#### AIM OF THE TASK
Rewrite the lines starting at the one containing "Can you find the shoreline" and ending at the one containing "pixel 539 355", swapping "shoreline" for "coastline" and keeping everything else the same.

[Records from a collection]
=-=-=-=-=
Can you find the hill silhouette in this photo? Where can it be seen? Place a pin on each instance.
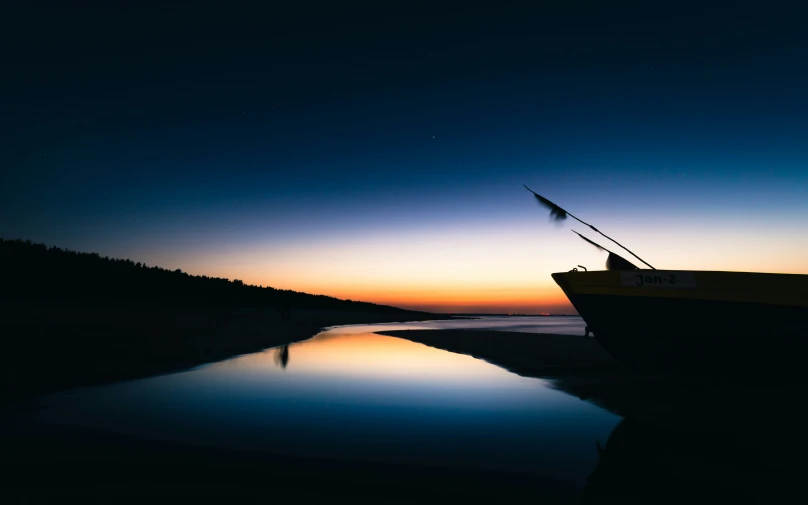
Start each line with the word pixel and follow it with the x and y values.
pixel 38 272
pixel 71 319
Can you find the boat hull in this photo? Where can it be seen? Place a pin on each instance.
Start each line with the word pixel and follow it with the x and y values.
pixel 712 321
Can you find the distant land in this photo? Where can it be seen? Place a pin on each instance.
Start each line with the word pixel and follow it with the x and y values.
pixel 72 319
pixel 38 272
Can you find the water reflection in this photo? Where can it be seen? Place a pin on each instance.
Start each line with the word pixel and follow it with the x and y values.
pixel 282 356
pixel 356 412
pixel 719 440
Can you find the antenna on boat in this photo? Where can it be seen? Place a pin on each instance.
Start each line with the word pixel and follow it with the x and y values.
pixel 614 261
pixel 559 214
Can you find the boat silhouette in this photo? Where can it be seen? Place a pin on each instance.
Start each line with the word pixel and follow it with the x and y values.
pixel 689 320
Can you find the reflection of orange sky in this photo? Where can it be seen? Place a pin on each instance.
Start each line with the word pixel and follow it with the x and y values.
pixel 366 354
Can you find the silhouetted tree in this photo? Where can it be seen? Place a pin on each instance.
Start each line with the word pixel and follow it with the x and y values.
pixel 36 272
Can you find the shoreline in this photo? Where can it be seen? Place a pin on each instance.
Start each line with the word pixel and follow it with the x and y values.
pixel 52 347
pixel 539 355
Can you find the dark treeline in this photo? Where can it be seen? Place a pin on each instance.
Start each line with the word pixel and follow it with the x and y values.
pixel 37 272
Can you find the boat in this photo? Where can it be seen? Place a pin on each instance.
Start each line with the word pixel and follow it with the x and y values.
pixel 689 320
pixel 695 321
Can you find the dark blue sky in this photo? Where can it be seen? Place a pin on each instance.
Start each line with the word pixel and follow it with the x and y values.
pixel 125 126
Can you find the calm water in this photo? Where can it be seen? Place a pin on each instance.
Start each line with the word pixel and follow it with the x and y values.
pixel 345 399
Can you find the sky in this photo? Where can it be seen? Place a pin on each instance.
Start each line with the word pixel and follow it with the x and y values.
pixel 378 151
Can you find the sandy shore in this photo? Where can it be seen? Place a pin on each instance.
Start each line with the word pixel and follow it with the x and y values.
pixel 57 346
pixel 527 354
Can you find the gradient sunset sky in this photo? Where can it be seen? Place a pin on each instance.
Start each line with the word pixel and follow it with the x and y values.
pixel 377 151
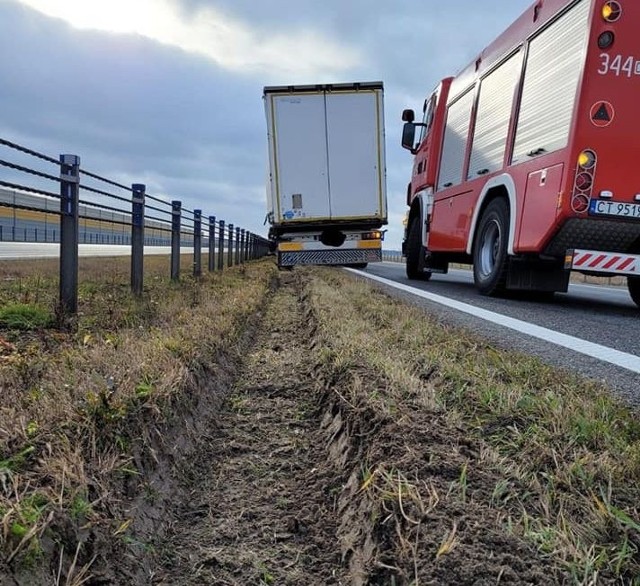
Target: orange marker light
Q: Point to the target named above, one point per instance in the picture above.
(587, 159)
(611, 11)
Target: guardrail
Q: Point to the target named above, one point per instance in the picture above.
(58, 215)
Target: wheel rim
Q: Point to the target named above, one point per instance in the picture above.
(490, 248)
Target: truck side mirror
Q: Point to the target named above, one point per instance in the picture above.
(408, 115)
(408, 136)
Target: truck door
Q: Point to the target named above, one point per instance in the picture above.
(302, 182)
(421, 179)
(353, 144)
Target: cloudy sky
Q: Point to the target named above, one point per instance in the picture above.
(169, 92)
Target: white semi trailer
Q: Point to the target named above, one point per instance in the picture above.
(326, 192)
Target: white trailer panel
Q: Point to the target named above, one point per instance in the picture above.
(298, 131)
(326, 154)
(356, 154)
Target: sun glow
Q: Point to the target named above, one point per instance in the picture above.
(230, 42)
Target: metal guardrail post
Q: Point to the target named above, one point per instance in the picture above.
(212, 243)
(176, 213)
(237, 253)
(221, 245)
(137, 237)
(230, 249)
(69, 188)
(197, 243)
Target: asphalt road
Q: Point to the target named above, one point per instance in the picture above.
(592, 330)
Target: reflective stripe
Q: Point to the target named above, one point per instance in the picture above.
(604, 262)
(370, 244)
(289, 246)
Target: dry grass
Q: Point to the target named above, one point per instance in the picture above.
(567, 455)
(75, 401)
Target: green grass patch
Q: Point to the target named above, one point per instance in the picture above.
(23, 316)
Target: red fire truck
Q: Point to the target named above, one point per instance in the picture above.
(527, 163)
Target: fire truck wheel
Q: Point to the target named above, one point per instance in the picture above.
(414, 265)
(633, 283)
(490, 261)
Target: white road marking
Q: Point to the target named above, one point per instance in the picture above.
(604, 353)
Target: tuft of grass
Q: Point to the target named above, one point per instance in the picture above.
(23, 316)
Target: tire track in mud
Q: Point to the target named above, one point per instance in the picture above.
(263, 500)
(305, 479)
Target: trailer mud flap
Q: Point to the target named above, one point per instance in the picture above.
(287, 258)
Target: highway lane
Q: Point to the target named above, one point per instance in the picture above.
(590, 314)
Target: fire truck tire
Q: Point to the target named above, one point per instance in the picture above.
(415, 252)
(490, 260)
(633, 284)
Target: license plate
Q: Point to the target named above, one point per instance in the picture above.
(599, 207)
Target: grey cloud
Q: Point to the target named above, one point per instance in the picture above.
(135, 109)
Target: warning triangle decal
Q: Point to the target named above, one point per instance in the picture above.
(602, 114)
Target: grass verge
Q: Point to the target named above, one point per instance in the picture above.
(554, 456)
(85, 411)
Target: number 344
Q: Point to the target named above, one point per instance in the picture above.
(618, 65)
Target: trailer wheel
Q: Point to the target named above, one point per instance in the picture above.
(415, 253)
(633, 284)
(490, 260)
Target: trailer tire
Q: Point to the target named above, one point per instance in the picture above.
(490, 259)
(633, 284)
(415, 253)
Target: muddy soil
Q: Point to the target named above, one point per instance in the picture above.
(299, 480)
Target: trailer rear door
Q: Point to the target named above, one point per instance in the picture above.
(302, 181)
(355, 154)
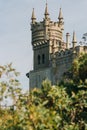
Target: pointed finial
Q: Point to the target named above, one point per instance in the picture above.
(60, 15)
(33, 17)
(46, 11)
(74, 41)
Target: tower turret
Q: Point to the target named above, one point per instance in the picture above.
(74, 41)
(46, 12)
(33, 18)
(61, 22)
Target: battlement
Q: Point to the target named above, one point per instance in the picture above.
(46, 29)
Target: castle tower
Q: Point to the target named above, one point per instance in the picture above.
(33, 18)
(74, 41)
(52, 57)
(47, 39)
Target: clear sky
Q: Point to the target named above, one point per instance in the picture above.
(15, 34)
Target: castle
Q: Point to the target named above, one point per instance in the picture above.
(51, 55)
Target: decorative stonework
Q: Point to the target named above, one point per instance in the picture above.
(51, 55)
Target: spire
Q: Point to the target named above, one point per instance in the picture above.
(60, 15)
(46, 11)
(74, 41)
(33, 17)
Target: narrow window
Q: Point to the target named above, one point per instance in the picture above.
(43, 59)
(38, 59)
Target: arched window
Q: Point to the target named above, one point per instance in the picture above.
(38, 59)
(43, 58)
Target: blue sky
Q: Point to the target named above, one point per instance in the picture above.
(15, 34)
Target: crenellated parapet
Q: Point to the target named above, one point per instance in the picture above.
(46, 29)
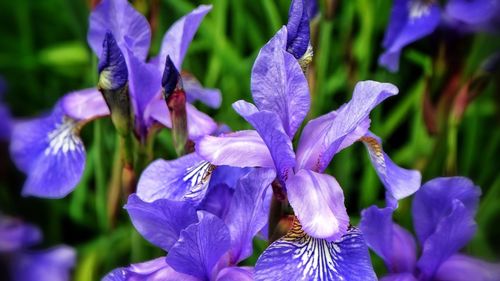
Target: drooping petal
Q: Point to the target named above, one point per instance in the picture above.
(271, 130)
(160, 222)
(279, 85)
(249, 210)
(451, 234)
(85, 104)
(328, 134)
(153, 270)
(388, 240)
(50, 152)
(177, 39)
(410, 20)
(318, 203)
(461, 268)
(127, 25)
(238, 149)
(15, 235)
(434, 202)
(298, 28)
(298, 256)
(54, 264)
(200, 247)
(399, 182)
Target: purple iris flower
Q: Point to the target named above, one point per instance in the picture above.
(24, 264)
(412, 20)
(49, 150)
(443, 218)
(204, 242)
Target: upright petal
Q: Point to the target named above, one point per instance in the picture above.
(272, 132)
(435, 200)
(318, 203)
(50, 152)
(249, 210)
(200, 247)
(326, 135)
(399, 182)
(298, 256)
(388, 240)
(127, 25)
(177, 39)
(279, 85)
(160, 222)
(238, 149)
(48, 265)
(461, 267)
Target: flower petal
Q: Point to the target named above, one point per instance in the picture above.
(50, 152)
(461, 267)
(399, 182)
(328, 134)
(177, 39)
(388, 240)
(119, 17)
(239, 149)
(249, 210)
(298, 256)
(434, 202)
(279, 85)
(318, 203)
(200, 247)
(160, 222)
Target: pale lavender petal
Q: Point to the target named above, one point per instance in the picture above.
(239, 149)
(85, 104)
(50, 152)
(328, 134)
(161, 221)
(249, 211)
(48, 265)
(153, 270)
(127, 25)
(195, 91)
(462, 268)
(451, 233)
(434, 202)
(318, 203)
(271, 130)
(15, 235)
(200, 247)
(279, 85)
(298, 256)
(235, 273)
(399, 182)
(388, 240)
(177, 39)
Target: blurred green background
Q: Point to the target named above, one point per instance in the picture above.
(44, 54)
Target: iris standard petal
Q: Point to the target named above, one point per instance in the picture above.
(298, 256)
(123, 21)
(50, 152)
(326, 135)
(177, 39)
(160, 222)
(318, 203)
(249, 210)
(238, 149)
(279, 85)
(434, 201)
(200, 247)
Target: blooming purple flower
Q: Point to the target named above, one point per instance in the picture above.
(443, 218)
(204, 242)
(24, 264)
(49, 149)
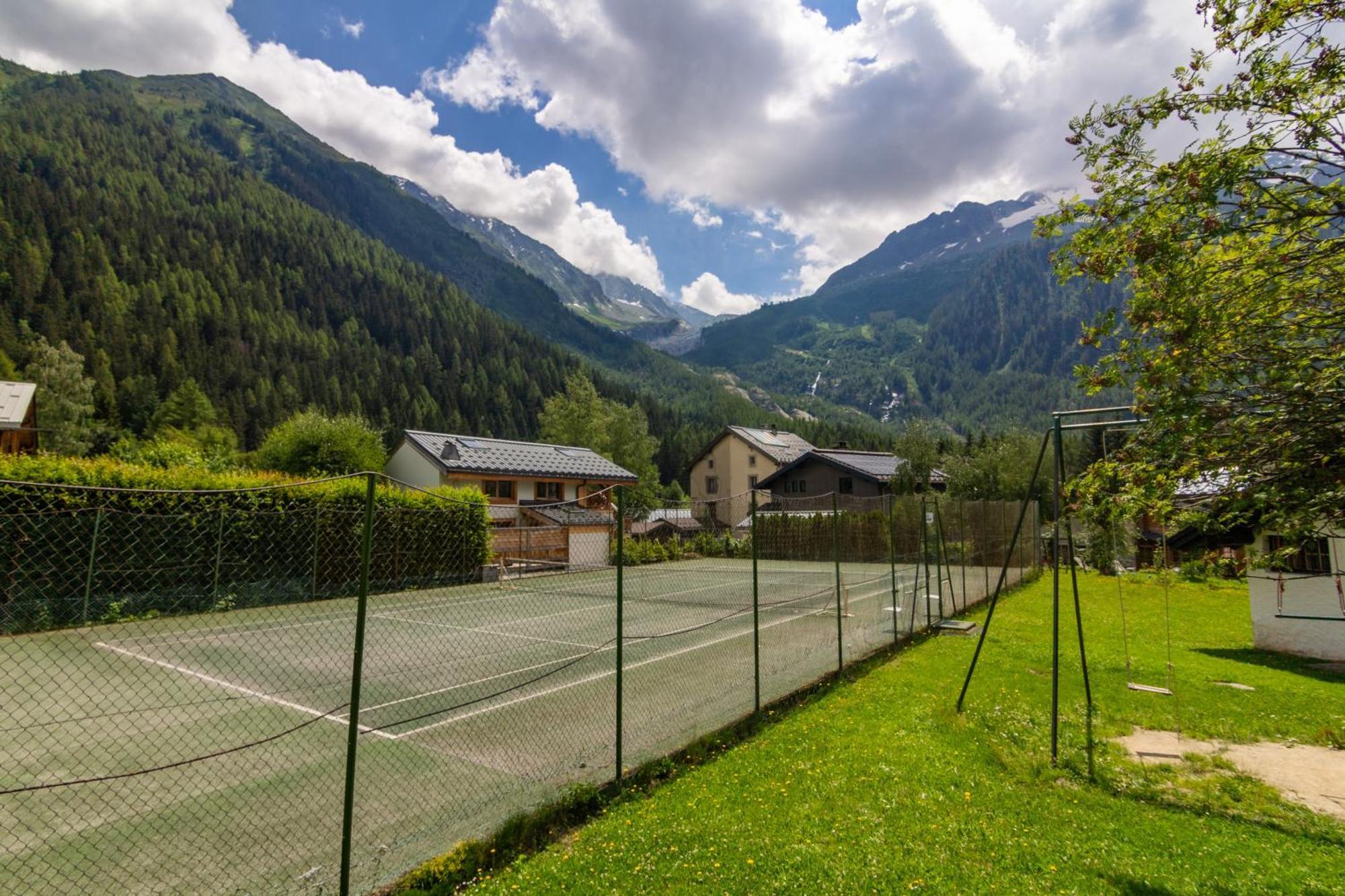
=-=-=-=-=
#### RESULT OF THE TASK
Can you find the coastline in this photo? Where can it be seen? Place a pin on each instance.
Start each line with the word pixel and follow it with the x and y values.
pixel 52 347
pixel 539 355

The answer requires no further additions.